(Source data)
* * * * * * * * *
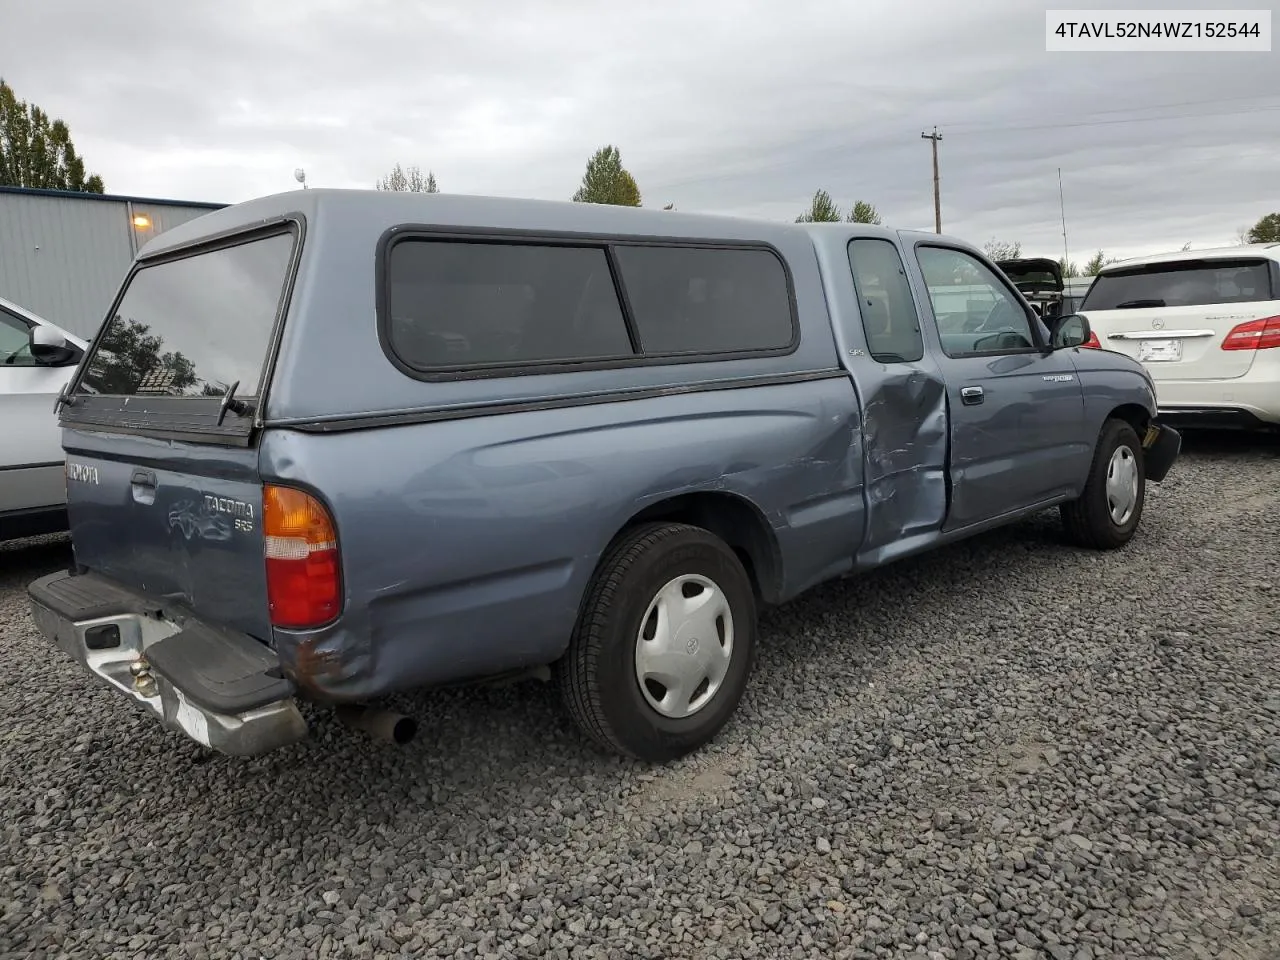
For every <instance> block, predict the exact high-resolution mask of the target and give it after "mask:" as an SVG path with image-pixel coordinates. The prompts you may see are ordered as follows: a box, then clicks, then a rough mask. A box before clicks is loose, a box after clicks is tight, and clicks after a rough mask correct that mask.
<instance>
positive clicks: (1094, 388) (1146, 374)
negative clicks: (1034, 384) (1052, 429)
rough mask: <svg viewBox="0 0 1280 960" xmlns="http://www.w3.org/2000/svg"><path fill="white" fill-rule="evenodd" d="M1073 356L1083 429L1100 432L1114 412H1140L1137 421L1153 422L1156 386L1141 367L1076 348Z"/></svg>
mask: <svg viewBox="0 0 1280 960" xmlns="http://www.w3.org/2000/svg"><path fill="white" fill-rule="evenodd" d="M1075 353H1076V356H1075V367H1076V372H1078V375H1079V378H1080V389H1082V390H1083V392H1084V417H1085V426H1087V428H1088V429H1089V430H1091V433H1093V434H1097V433H1098V431H1101V430H1102V424H1105V422H1106V421H1107V419H1108V417H1111V416H1115V415H1116V412H1117V411H1123V412H1128V413H1130V415H1132V413H1139V412H1140V415H1142V416H1140V417H1139V419H1140V420H1142V421H1144V422H1147V424H1149V422H1152V421H1153V420H1155V419H1156V385H1155V383H1152V379H1151V376H1149V375H1148V374H1147V371H1146V369H1144V367H1143V366H1142V364H1139V362H1138V361H1135V360H1132V358H1130V357H1126V356H1123V355H1120V353H1115V352H1112V351H1106V349H1084V348H1076V351H1075ZM1126 419H1132V417H1126Z"/></svg>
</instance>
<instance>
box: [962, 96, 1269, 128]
mask: <svg viewBox="0 0 1280 960" xmlns="http://www.w3.org/2000/svg"><path fill="white" fill-rule="evenodd" d="M1275 96H1276V95H1275V93H1249V95H1248V96H1239V97H1213V99H1212V100H1180V101H1178V102H1176V104H1147V105H1144V106H1116V108H1111V109H1110V110H1093V111H1091V113H1087V114H1079V116H1080V118H1085V116H1098V115H1103V116H1105V115H1108V114H1133V113H1142V111H1144V110H1172V109H1175V108H1179V106H1204V105H1208V104H1238V102H1243V101H1245V100H1271V99H1274V97H1275ZM1065 119H1066V120H1070V119H1071V118H1065ZM947 127H950V128H951V129H956V128H959V127H966V128H972V129H979V128H980V129H988V128H992V129H1000V128H1001V125H1000V124H989V123H968V122H965V120H960V122H959V123H948V124H947Z"/></svg>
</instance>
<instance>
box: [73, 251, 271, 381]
mask: <svg viewBox="0 0 1280 960" xmlns="http://www.w3.org/2000/svg"><path fill="white" fill-rule="evenodd" d="M292 252H293V234H292V233H280V234H275V236H271V237H265V238H262V239H255V241H250V242H247V243H239V244H237V246H233V247H223V248H220V250H212V251H209V252H206V253H196V255H193V256H188V257H183V259H180V260H170V261H166V262H160V264H156V265H154V266H143V268H142V269H141V270H138V271H137V273H136V274H134V275H133V279H132V280H131V282H129V285H128V288H127V289H125V292H124V297H123V298H122V300H120V303H119V306H118V307H116V311H115V315H114V316H113V317H111V319H110V320H109V321H108V325H106V328H105V329H104V332H102V337H101V342H100V344H99V347H97V349H96V351H95V352H93V356H92V358H91V360H90V362H88V366H87V367H86V370H84V376H83V380H82V381H81V385H79V390H81V392H82V393H100V394H111V396H140V394H151V396H164V397H221V396H223V394H224V393H227V389H228V388H229V387H230V385H232V384H237V383H238V384H239V387H237V388H236V392H234V393H236V396H238V397H250V396H256V393H257V389H259V380H260V378H261V374H262V367H264V365H265V361H266V355H268V347H269V342H270V338H271V330H273V326H274V324H275V314H276V310H278V308H279V303H280V296H282V293H283V291H284V284H285V280H287V279H288V269H289V259H291V256H292Z"/></svg>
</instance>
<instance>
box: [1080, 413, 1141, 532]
mask: <svg viewBox="0 0 1280 960" xmlns="http://www.w3.org/2000/svg"><path fill="white" fill-rule="evenodd" d="M1146 493H1147V472H1146V465H1144V461H1143V456H1142V443H1140V442H1139V440H1138V434H1137V431H1135V430H1134V429H1133V426H1130V425H1129V424H1126V422H1125V421H1123V420H1108V421H1107V422H1106V424H1105V425H1103V426H1102V434H1101V435H1100V436H1098V445H1097V448H1096V449H1094V452H1093V463H1092V465H1091V466H1089V476H1088V480H1087V481H1085V484H1084V492H1083V493H1082V494H1080V498H1079V499H1076V500H1071V502H1070V503H1064V504H1062V507H1061V511H1060V512H1061V515H1062V526H1064V527H1065V529H1066V534H1068V536H1069V538H1070V539H1071V540H1073V541H1074V543H1076V544H1078V545H1080V547H1089V548H1092V549H1096V550H1114V549H1117V548H1120V547H1124V545H1125V544H1126V543H1129V540H1132V539H1133V535H1134V531H1135V530H1137V529H1138V521H1139V520H1142V507H1143V503H1144V500H1146Z"/></svg>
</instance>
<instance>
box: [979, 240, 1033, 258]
mask: <svg viewBox="0 0 1280 960" xmlns="http://www.w3.org/2000/svg"><path fill="white" fill-rule="evenodd" d="M982 248H983V251H984V252H986V253H987V256H989V257H991V259H992V260H1018V257H1019V256H1021V252H1023V243H1021V241H1014V242H1012V243H1010V242H1007V241H997V239H996V238H995V237H992V238H991V239H989V241H987V242H986V243H983V244H982Z"/></svg>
* * * * * * * * *
_What is expected:_ Although the records above include pictures, the copy must contain only their exact text.

_Solution:_
For every <instance> block, predict the exact high-resolution mask of the target and give it after "mask:" as an SVG path with image-pixel coordinates. The prompts you may see are ordered as follows: a box, then clicks, then a rough mask. A box before clicks is loose, a box after clicks is tight, and clicks after a rough mask correct that mask.
<instance>
positive clicks: (1094, 388) (1146, 374)
negative clicks: (1034, 384) (1052, 429)
rough mask: <svg viewBox="0 0 1280 960" xmlns="http://www.w3.org/2000/svg"><path fill="white" fill-rule="evenodd" d="M1073 356L1083 429L1100 432L1114 412H1140L1137 421L1153 422L1156 386L1141 367L1076 348Z"/></svg>
mask: <svg viewBox="0 0 1280 960" xmlns="http://www.w3.org/2000/svg"><path fill="white" fill-rule="evenodd" d="M1075 353H1076V356H1075V367H1076V372H1078V375H1079V378H1080V389H1082V390H1083V392H1084V417H1085V426H1087V428H1088V429H1089V430H1091V433H1093V434H1097V433H1098V431H1101V430H1102V424H1105V422H1106V421H1107V419H1108V417H1111V416H1115V415H1116V412H1117V411H1123V412H1128V413H1130V415H1132V413H1139V412H1140V415H1142V416H1140V417H1139V419H1140V420H1142V421H1144V422H1147V424H1149V422H1152V421H1153V420H1155V419H1156V385H1155V383H1152V379H1151V376H1149V375H1148V374H1147V371H1146V369H1144V367H1143V366H1142V364H1139V362H1138V361H1135V360H1132V358H1130V357H1126V356H1123V355H1120V353H1115V352H1112V351H1106V349H1084V348H1076V351H1075ZM1126 419H1132V417H1126Z"/></svg>
</instance>
<instance>
box: [962, 96, 1269, 128]
mask: <svg viewBox="0 0 1280 960" xmlns="http://www.w3.org/2000/svg"><path fill="white" fill-rule="evenodd" d="M1275 96H1276V95H1275V93H1249V95H1248V96H1239V97H1213V99H1212V100H1180V101H1178V102H1176V104H1147V105H1144V106H1116V108H1111V109H1110V110H1093V111H1091V113H1087V114H1079V116H1080V118H1085V116H1098V115H1103V116H1105V115H1108V114H1133V113H1142V111H1144V110H1172V109H1175V108H1179V106H1204V105H1208V104H1238V102H1243V101H1245V100H1271V99H1274V97H1275ZM1065 119H1066V120H1070V119H1071V118H1065ZM947 127H950V128H951V129H956V128H959V127H966V128H972V129H979V128H980V129H988V128H992V129H1000V128H1001V125H1000V124H989V123H968V122H965V120H960V122H959V123H948V124H947Z"/></svg>
</instance>
<instance>
box: [73, 251, 271, 381]
mask: <svg viewBox="0 0 1280 960" xmlns="http://www.w3.org/2000/svg"><path fill="white" fill-rule="evenodd" d="M292 252H293V234H292V233H280V234H275V236H271V237H265V238H262V239H255V241H250V242H247V243H239V244H237V246H233V247H223V248H220V250H212V251H209V252H206V253H196V255H193V256H188V257H183V259H180V260H170V261H166V262H160V264H156V265H154V266H143V268H142V269H141V270H138V271H137V273H136V274H134V275H133V279H132V280H131V282H129V285H128V288H127V289H125V292H124V297H123V298H122V300H120V303H119V306H118V307H116V311H115V315H114V316H113V317H111V319H110V320H109V321H108V325H106V328H105V329H104V332H102V337H101V342H100V344H99V347H97V349H96V351H95V352H93V356H92V358H91V360H90V362H88V366H87V367H86V370H84V376H83V380H82V381H81V385H79V390H81V392H82V393H100V394H111V396H140V394H151V396H164V397H221V396H223V394H224V393H227V389H228V388H229V387H230V385H232V384H237V383H238V384H239V387H237V388H236V392H234V393H236V396H238V397H250V396H256V393H257V389H259V380H260V378H261V374H262V367H264V365H265V361H266V355H268V347H269V342H270V338H271V330H273V326H274V324H275V314H276V310H278V308H279V303H280V296H282V293H283V291H284V284H285V280H287V279H288V269H289V259H291V256H292Z"/></svg>
</instance>
<instance>
box: [1080, 413, 1141, 532]
mask: <svg viewBox="0 0 1280 960" xmlns="http://www.w3.org/2000/svg"><path fill="white" fill-rule="evenodd" d="M1146 493H1147V472H1146V465H1144V461H1143V456H1142V443H1140V442H1139V440H1138V434H1137V431H1135V430H1134V429H1133V426H1130V425H1129V424H1126V422H1125V421H1123V420H1108V421H1107V422H1106V424H1105V425H1103V426H1102V434H1101V435H1100V436H1098V445H1097V448H1096V449H1094V452H1093V463H1092V465H1091V466H1089V476H1088V480H1087V481H1085V484H1084V492H1083V493H1082V494H1080V498H1079V499H1076V500H1071V502H1070V503H1064V504H1062V507H1061V511H1060V512H1061V515H1062V526H1064V527H1065V529H1066V534H1068V536H1069V538H1070V539H1071V540H1073V541H1074V543H1076V544H1078V545H1080V547H1089V548H1092V549H1096V550H1114V549H1117V548H1120V547H1124V545H1125V544H1126V543H1129V540H1132V539H1133V535H1134V531H1135V530H1137V529H1138V521H1139V520H1142V507H1143V503H1144V500H1146Z"/></svg>
</instance>
<instance>
box: [979, 240, 1033, 258]
mask: <svg viewBox="0 0 1280 960" xmlns="http://www.w3.org/2000/svg"><path fill="white" fill-rule="evenodd" d="M982 248H983V251H984V252H986V253H987V256H989V257H991V259H992V260H1018V257H1019V256H1021V252H1023V243H1021V241H1014V242H1012V243H1010V242H1007V241H997V239H996V238H995V237H992V238H991V239H989V241H987V242H986V243H983V244H982Z"/></svg>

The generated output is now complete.